Collect every line in the listing below that contains the string "branch" and copy each one. Matching is case-sensitive.

## START

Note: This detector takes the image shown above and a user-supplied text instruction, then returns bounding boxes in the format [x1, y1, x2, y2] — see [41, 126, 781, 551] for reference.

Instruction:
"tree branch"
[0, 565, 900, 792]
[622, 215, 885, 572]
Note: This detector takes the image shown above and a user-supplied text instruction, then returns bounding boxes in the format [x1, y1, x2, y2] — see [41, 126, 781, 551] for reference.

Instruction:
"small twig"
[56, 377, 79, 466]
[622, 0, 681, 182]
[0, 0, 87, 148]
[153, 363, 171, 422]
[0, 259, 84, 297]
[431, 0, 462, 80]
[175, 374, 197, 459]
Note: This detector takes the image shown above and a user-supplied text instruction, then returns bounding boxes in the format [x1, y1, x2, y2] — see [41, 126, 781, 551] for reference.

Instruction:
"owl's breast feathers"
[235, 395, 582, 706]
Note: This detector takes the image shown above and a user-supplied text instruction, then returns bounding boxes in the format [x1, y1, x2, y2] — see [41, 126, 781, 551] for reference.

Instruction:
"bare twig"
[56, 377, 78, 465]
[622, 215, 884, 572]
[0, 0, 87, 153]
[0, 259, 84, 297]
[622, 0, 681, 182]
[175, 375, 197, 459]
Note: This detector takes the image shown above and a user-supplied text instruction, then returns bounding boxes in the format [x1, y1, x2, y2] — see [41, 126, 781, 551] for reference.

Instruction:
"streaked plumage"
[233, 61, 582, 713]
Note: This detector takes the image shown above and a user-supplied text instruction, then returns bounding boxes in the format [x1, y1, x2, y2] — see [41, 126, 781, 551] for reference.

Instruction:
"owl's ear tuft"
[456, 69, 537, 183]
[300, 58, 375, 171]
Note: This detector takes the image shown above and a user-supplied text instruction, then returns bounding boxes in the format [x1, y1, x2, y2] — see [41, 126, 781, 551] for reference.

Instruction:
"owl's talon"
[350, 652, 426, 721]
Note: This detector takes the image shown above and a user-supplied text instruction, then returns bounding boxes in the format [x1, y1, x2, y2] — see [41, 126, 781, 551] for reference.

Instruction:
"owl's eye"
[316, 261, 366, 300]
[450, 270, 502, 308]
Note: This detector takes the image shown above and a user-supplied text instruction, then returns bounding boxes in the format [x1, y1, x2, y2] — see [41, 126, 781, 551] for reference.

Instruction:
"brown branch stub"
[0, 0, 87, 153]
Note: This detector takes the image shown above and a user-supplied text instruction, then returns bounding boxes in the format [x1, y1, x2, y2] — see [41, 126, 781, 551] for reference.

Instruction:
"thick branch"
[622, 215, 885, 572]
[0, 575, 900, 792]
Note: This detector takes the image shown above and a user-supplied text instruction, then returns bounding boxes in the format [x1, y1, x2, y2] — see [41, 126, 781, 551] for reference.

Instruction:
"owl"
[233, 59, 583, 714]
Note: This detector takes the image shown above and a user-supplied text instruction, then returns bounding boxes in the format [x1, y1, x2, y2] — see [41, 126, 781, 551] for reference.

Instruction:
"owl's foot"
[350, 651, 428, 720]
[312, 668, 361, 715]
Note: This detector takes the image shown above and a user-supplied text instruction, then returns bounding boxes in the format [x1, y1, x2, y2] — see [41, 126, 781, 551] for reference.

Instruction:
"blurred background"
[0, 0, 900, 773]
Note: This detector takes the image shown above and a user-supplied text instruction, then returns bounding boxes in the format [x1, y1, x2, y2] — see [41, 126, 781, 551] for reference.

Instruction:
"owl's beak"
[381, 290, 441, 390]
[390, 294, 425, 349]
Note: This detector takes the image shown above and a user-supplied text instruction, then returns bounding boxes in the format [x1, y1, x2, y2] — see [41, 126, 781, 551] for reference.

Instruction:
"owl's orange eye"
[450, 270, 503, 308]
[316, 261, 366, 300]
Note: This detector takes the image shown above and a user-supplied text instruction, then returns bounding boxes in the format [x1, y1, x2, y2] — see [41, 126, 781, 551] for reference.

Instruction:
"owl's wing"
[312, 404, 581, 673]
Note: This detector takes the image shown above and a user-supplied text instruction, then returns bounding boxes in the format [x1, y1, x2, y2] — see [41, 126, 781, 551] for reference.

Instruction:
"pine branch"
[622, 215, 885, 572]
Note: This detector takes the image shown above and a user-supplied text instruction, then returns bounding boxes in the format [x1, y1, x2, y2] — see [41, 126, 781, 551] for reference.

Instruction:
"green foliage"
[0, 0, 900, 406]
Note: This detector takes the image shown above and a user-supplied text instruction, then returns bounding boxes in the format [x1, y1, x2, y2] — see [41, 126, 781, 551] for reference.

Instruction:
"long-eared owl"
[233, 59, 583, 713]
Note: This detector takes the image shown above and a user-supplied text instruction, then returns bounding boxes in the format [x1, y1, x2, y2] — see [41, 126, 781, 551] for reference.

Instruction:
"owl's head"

## END

Exercise output
"tree branch"
"brown branch stub"
"thick branch"
"pine branch"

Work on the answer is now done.